These prestigious grants from the European Research Council are only awarded to the most prominent European scientists and the most cutting-edge projects, capable of responding to new and momentous challenges at the frontiers of knowledge. The funding awarded at this edition of the ERC Advanced Grants, for a total of 647 million euros, will enable researchers to devote themselves to developing their most promising ideas and move forward highly innovative research that might potentially have an impact on science itself, and on society. On this occasion, 1,953 proposals were presented, of which only 277, a little over 14%, were approved.
“The basic idea of the project is to treat the entire system of particles and photons as a quantum fluid (through what is known as quantum electrodynamics theory (QED). In this, the particles are represented by a charge current and the photons by a classical electromagnetic field that acts on the current in a very complex manner. The advantage of this reformulation of the coupled electron-photon problem is that it allows for approximations that treat photons and particles on an equal footing. In this way, we can come up with new simulation techniques that do not neglect the photons while still being simple enough to be practical and applicable to the exploration of new and fascinating states of matter”, the researcher explains.
Professor Rubio received his first ERC Advanced Grant (which concluded in late March this year) in 2011, for a basic research project linked to modelling, characterisation and design of new materials for energy applications, using nanostructures and biomolecules.

________________________________________

Objective 1
Condense the paragraph of the passage that begins "These prestigious grants from the European Research Council" into a short bulleted list that keeps its main facts.
Objective 2
Return the portion of the passage between "Professor Rubio received" and "nanostructures and biomolecules.", inclusive, word for word.

Provided data
________________________________________

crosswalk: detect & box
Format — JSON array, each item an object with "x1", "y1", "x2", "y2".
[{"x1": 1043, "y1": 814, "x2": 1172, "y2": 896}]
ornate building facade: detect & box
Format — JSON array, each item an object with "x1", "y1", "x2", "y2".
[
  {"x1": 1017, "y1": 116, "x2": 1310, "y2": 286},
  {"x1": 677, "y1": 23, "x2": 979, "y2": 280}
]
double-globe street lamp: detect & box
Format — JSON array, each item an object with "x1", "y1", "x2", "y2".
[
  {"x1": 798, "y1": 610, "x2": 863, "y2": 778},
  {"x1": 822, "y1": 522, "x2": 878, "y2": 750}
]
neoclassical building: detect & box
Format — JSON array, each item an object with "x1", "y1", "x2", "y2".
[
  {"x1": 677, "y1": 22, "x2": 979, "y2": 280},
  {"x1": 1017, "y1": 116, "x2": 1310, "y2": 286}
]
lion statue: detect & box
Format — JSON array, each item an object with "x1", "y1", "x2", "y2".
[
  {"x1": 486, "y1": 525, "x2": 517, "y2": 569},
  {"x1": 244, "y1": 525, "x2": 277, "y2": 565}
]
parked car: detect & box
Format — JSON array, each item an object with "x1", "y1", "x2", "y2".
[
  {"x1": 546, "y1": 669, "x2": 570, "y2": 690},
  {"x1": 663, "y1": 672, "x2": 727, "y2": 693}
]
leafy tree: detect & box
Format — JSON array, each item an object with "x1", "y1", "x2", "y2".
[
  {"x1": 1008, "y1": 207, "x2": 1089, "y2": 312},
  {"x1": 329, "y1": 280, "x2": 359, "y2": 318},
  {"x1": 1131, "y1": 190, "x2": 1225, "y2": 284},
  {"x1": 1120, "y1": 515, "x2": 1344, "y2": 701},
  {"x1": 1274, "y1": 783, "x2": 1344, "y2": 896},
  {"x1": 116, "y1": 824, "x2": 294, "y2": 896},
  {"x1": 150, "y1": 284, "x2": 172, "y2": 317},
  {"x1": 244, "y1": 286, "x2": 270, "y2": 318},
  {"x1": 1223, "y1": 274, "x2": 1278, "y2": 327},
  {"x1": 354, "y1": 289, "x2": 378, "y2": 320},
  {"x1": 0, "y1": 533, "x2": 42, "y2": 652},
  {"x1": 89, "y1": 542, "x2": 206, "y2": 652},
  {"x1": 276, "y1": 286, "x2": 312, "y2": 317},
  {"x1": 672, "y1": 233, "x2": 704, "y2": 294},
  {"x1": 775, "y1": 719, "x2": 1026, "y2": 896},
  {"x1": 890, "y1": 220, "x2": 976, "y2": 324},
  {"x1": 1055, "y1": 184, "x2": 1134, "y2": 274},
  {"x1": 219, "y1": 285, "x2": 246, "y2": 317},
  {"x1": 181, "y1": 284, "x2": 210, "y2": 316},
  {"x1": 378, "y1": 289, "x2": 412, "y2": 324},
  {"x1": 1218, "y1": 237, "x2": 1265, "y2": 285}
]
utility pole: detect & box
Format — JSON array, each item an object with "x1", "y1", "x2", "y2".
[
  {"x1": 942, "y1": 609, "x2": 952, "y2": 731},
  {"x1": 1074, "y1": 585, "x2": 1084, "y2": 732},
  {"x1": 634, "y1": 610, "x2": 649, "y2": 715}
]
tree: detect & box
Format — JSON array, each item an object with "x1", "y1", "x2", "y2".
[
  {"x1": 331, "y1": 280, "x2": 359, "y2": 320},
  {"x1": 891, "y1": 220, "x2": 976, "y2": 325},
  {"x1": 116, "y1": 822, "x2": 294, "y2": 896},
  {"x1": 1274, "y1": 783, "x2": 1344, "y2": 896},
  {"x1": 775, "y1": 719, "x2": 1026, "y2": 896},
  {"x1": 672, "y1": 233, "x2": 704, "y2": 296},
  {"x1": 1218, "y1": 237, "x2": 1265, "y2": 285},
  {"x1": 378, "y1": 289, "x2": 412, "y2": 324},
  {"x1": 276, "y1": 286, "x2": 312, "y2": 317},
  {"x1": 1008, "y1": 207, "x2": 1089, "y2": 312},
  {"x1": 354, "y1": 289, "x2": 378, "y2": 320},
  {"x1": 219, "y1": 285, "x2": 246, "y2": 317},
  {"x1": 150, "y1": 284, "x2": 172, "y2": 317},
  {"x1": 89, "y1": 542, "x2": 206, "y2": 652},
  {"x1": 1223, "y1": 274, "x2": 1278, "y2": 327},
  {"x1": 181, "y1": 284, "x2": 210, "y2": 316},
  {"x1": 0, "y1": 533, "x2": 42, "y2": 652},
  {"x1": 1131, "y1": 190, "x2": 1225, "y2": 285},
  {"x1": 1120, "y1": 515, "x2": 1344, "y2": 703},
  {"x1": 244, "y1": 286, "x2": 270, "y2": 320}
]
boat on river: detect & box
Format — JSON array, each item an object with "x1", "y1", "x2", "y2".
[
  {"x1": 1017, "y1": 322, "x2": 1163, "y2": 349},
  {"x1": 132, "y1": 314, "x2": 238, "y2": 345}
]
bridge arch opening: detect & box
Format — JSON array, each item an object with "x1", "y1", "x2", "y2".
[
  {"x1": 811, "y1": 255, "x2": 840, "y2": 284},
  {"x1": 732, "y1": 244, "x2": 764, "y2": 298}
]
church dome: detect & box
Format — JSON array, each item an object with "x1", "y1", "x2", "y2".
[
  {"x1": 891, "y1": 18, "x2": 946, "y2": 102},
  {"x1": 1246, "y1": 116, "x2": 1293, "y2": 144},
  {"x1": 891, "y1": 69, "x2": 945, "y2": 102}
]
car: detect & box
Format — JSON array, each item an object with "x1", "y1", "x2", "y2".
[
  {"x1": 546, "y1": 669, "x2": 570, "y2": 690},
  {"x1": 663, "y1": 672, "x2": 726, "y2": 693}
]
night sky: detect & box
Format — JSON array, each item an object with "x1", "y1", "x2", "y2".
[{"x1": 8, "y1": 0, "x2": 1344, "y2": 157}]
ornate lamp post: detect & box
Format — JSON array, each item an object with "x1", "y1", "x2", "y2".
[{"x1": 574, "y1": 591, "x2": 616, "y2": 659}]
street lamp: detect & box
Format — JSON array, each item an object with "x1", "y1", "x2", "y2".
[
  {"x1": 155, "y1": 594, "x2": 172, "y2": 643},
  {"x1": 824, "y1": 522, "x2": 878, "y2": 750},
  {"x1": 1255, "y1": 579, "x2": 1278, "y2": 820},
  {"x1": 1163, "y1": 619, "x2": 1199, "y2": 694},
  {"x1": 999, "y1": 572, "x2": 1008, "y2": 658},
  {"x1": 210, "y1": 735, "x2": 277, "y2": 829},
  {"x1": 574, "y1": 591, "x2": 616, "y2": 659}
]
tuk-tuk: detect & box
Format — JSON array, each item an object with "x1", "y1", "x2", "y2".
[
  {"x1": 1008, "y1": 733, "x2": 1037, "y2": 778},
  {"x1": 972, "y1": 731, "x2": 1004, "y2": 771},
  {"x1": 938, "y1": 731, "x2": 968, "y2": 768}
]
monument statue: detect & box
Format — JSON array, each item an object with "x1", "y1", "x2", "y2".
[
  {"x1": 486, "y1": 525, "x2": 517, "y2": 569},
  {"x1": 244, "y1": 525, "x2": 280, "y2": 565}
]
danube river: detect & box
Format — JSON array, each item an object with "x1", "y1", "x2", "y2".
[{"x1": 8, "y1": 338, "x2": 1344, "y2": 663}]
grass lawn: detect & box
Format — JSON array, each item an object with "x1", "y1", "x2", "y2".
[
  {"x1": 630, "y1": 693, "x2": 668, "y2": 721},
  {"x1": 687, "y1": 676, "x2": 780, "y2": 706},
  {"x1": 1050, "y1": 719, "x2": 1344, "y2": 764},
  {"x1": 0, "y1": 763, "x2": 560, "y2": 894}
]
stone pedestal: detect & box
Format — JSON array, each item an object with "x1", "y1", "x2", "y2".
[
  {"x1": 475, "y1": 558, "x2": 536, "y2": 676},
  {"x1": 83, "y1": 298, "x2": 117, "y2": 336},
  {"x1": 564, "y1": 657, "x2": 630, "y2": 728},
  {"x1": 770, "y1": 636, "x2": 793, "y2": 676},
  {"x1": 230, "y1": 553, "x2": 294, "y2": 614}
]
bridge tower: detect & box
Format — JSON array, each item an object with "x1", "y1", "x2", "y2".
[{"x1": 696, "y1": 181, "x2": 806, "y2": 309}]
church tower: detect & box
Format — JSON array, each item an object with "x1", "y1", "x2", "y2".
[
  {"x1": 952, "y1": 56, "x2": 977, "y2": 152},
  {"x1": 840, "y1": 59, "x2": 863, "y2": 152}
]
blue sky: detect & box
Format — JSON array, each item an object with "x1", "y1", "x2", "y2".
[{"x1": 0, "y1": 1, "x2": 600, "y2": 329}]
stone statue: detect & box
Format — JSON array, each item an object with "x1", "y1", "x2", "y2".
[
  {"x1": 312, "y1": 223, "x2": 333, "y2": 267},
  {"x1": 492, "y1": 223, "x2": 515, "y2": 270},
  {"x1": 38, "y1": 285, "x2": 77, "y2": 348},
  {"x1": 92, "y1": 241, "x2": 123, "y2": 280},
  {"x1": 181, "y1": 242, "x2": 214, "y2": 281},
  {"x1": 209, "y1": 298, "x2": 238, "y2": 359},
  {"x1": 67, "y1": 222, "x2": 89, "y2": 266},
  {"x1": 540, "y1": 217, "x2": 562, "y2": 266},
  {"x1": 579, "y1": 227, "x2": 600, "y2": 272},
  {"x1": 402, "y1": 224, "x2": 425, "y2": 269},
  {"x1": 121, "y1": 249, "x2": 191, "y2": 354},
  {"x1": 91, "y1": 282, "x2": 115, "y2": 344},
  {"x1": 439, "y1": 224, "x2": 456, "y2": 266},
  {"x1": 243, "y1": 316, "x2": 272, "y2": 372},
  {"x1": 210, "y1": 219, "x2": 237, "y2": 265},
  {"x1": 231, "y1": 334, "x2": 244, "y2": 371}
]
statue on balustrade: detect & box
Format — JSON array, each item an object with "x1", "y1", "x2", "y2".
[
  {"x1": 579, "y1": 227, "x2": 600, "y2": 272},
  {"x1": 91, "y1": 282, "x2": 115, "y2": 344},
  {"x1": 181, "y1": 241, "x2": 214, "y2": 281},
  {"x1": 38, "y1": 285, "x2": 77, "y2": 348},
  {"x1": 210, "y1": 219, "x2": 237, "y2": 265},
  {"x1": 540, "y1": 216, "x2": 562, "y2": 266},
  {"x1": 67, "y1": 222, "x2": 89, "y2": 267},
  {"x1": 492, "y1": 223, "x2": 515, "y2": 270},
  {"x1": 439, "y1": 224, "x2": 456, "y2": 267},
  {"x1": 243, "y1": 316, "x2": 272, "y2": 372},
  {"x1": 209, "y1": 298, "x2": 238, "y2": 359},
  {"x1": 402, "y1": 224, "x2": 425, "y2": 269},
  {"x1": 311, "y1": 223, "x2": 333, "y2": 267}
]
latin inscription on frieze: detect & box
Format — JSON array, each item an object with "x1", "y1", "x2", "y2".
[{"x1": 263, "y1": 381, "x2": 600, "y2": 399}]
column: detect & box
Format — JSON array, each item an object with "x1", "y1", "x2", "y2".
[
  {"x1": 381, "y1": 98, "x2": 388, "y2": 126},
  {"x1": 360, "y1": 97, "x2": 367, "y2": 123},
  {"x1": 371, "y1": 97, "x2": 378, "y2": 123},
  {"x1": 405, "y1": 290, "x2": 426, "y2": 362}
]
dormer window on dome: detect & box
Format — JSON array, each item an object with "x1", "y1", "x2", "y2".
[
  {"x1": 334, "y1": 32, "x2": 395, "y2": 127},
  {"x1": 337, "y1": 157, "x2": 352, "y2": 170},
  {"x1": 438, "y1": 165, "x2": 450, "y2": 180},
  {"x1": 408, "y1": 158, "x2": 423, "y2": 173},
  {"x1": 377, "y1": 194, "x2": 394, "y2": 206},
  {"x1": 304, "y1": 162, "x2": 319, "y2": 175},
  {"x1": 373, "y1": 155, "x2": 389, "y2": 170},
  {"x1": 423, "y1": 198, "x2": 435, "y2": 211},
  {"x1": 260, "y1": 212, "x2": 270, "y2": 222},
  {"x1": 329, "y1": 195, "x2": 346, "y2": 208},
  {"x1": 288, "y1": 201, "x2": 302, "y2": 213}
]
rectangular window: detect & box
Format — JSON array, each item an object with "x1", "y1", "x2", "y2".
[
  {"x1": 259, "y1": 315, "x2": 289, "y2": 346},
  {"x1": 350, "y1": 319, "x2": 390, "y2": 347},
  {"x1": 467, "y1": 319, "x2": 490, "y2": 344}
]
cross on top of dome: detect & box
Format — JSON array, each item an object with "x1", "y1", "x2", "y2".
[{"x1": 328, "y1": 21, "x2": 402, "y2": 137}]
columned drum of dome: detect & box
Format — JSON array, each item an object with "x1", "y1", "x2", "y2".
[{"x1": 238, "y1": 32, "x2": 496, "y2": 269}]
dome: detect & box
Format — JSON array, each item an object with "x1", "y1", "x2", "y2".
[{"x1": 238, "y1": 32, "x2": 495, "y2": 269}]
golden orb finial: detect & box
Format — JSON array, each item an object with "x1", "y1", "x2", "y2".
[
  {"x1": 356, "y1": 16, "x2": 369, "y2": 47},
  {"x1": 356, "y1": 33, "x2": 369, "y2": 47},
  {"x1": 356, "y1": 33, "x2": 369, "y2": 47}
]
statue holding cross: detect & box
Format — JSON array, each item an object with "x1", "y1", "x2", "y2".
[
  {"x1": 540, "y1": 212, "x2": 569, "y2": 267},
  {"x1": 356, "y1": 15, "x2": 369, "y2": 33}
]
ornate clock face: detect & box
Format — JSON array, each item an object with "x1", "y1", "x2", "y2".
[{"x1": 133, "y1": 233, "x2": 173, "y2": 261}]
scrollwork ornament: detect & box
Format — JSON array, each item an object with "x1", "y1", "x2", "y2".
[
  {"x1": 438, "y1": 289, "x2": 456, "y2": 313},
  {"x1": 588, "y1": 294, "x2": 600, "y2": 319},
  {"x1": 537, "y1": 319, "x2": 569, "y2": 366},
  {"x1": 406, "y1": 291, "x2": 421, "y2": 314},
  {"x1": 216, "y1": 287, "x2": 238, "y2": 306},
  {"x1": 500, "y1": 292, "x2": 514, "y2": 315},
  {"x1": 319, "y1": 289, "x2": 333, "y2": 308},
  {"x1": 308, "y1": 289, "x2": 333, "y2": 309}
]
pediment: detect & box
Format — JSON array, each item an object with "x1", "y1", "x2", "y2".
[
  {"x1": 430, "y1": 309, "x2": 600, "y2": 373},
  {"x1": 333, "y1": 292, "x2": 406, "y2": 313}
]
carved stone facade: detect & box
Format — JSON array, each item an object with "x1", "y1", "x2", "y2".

________________________________________

Task response 1
- The European Research Council awards these grants only to the most prominent European scientists and the most cutting-edge projects, which address new and major challenges at the frontiers of knowledge.
- This edition of the ERC Advanced Grants provides a total of 647 million euros.
- The funding lets researchers develop their most promising ideas and advance highly innovative research that could affect both science and society.
- Of 1,953 proposals submitted, only 277 (a little over 14%) were approved.

Task response 2
Professor Rubio received his first ERC Advanced Grant (which concluded in late March this year) in 2011, for a basic research project linked to modelling, characterisation and design of new materials for energy applications, using nanostructures and biomolecules.